-- Texto fornecido --
• • • • •
Cada pescador e pescadora paga uma taxa anual de R$ 250,00. A colônia conta com cerca de mil associados, considerando aqueles que são da Região Metropolitana de Porto Alegre e cidades vizinhas. Desses, 400 pessoas, aproximadamente, são da região das ilhas e outros bairros da Capital. Ali é oferecida assistência completa aos pescadores, desde o encaminhamento de documentações, de aposentadoria e da solicitação do Seguro Defeso, um benefício que pescadores artesanais recebem durante o período em que ficam impedidos de exercer a atividade. O objetivo é a preservação de determinadas espécies. O valor do benefício é de um salário-mínimo mensal e é pago enquanto durar o defeso.

O presidente da colônia comenta que a pesca é a atividade mais antiga da Ilha da Pintada. A maior parte dos moradores tem algum membro da família ligado a ela. O próprio Coelho é filho, neto e bisneto de pescadores. “Não sei o que vai ser daqui, se muita gente vai embora. O que sei é que eu não vou. Nem eu, nem a maior parte dos moradores mais antigos.” Ressalta que o lugar é pacato, a temperatura mais amena e os números de criminalidade são baixos. “A casa é o nosso lar, né? Aqui é o meu habitat natural. Não estar em contato com a água me deixa totalmente fora do rumo”.

De dentro do seu caiaque, na parte mais rasa do rio, Valter Joel Garcia da Silva diz algo parecido, enquanto prepara iscas para uma pesca, que começa a ser retomada por algumas pessoas timidamente. Ele nasceu na Ilha da Pintada. O seu avô e o seu pai eram pescadores. “Não gostamos muito de cidade, não”, diz Joel, referindo-se também à esposa, a pescadora Vera Terezinha Aires da Silva. “Para mim, aqui é melhor. Se eu parar com isso [pesca] eu acho que não duro muito tempo. Porque eu gosto disso aqui, nosso prazer é estar dentro do rio”.

Presidente da colônia de pescadores da ilha da Pintada mostra a altura que a água atingiu na enchente de maio (Fotos: Desirée Ferreira/Nonada Jornalismo)
• • • • •
-- Enunciados --
1. Repita, sem nenhuma alteração, o trecho da reportagem sobre a Ilha da Pintada que começa com as palavras "Presidente da colônia de" e termina com "Desirée Ferreira/Nonada Jornalismo)".
2. Reescreva em forma de lista o parágrafo da reportagem sobre a Ilha da Pintada que começa com "Cada pescador e pescadora paga", mantendo as informações principais.
3. Retome a reportagem sobre a Ilha da Pintada e escreva a continuação a partir do ponto em que ela termina.
Os dados abaixo vêm de outra fonte.

-- Dados brutos --
• • • • •
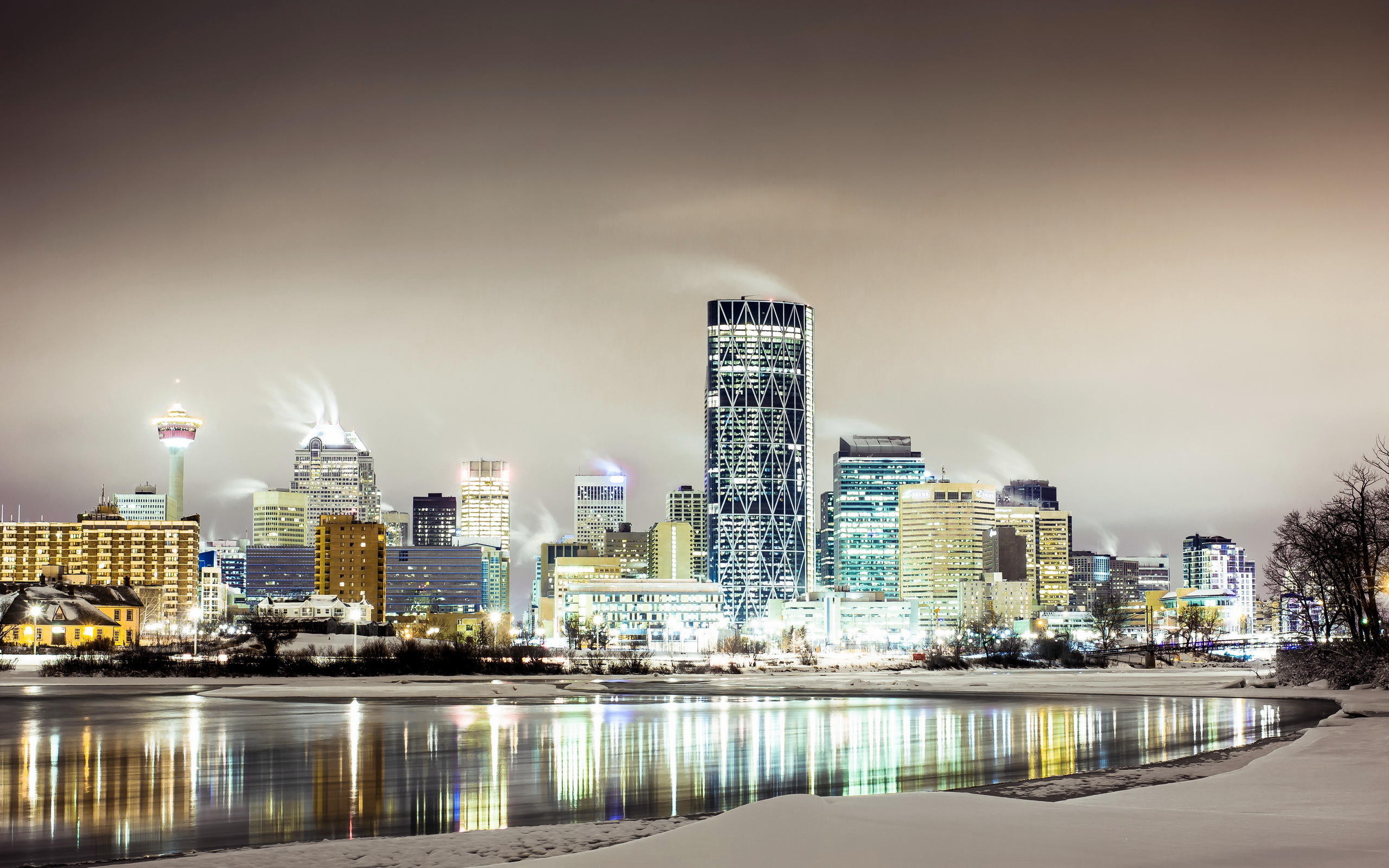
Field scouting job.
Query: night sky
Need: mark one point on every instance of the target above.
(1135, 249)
• • • • •
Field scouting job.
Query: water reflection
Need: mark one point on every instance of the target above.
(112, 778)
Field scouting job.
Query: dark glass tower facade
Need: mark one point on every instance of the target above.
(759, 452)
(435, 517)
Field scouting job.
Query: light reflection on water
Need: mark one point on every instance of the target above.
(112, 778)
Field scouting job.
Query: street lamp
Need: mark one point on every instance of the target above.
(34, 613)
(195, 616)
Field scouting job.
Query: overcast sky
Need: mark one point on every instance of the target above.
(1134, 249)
• • • • •
-- Respostas por tarefa --
1.
Presidente da colônia de pescadores da ilha da Pintada mostra a altura que a água atingiu na enchente de maio (Fotos: Desirée Ferreira/Nonada Jornalismo)

2.
- Taxa anual por associado: R$ 250,00.
- Associados: cerca de mil, da Região Metropolitana de Porto Alegre e de cidades vizinhas.
- Aproximadamente 400 deles são da região das ilhas e de outros bairros da Capital.
- Assistência completa aos pescadores: encaminhamento de documentações, de aposentadoria e da solicitação do Seguro Defeso.
- Seguro Defeso: benefício que pescadores artesanais recebem durante o período em que ficam impedidos de exercer a atividade, com o objetivo de preservar determinadas espécies.
- Valor: um salário-mínimo mensal, pago enquanto durar o defeso.

3.
Mesmo assim, Joel e a esposa pretendem manter uma distância segura das águas: vão se mudar para Arroio dos Ratos, cidade a 54 quilômetros do Arquipélago. Eles venderam as duas casas que tinham no bairro. Irão reconstruir o galpão na beira do rio Jacuí onde guardavam o material de pesca e o caiaque, e que foram levados pela correnteza da enchente, voltando à ilha apenas para pescar. “Eu tinha quatro barcos e sete motores aqui. Hoje não tenho nenhum.”

Terezinha conta que a vida do casal foi poupada e não quer desperdiçar a chance. Ela, o marido e o cachorro passaram quase uma semana dormindo dentro do caiaque. A casa deles foi alagada, assim como todo o bairro. Passaram dias se alimentando apenas de  bergamota, da árvore que tinham no pátio de casa e que não resistiu ao alagamento. Até encontrarem uma geladeira com comida dentro. Logo depois, passaram a receber alimentação de voluntários.

Mobilização por cidadania na Ilha do Pavão

A Ilha do Pavão também não escapou das águas. É a menor ilha do bairro, ali moram 156 famílias formadas, em sua maioria, por mulheres, população negra e indígena. “A gente está acostumado. Tem casa que já é mais alta, por isso. Nas que são mais baixas, e a água dá na cintura, as pessoas erguem o que dá [pertences e utensílios] ou penduram no forro. De dia ficam na rua e de noite voltam”, explica a vice-presidente da Associação Vitória Ilha do Pavão, Cristina de Almeida Cardoso. O restante dos moradores, complementa ela, sobe para um lugar mais elevado ou se abriga nas barracas da rodovia. Mas desta vez foi diferente, como diz Cristina, “a água tapou tudo”. As cheias ocorridas no início de maio deste ano, alcançaram níveis mais severos.

A Associação, criada há oito anos, e que tem como presidente a professora de educação infantil Sandra Ferreira, contava com uma cozinha comunitária, onde era servido almoço para as mães e crianças da comunidade – os alimentos são doados por ONGs e pessoas físicas interessadas em colaborar. No espaço também estava sendo ministrado curso de costura e de produção de sabão para que fossem revertido em fonte de renda. No entanto, todo o material, alimentos, máquinas de costura e computadores usados para acesso da comunidade foram levados pela água.

Cristina e Sandra acreditam que apenas a metade dos moradores devem ter retornado às suas casas, já que muitas foram levadas, deslocadas ou tiveram a estrutura comprometida pela correnteza. Elas contam que agentes da prefeitura foram até a Ilha, com o auxílio de um drone, para averiguar as condições das residências. Mas os terrenos em que não havia mais os imóveis não tiveram propriedade reconhecida.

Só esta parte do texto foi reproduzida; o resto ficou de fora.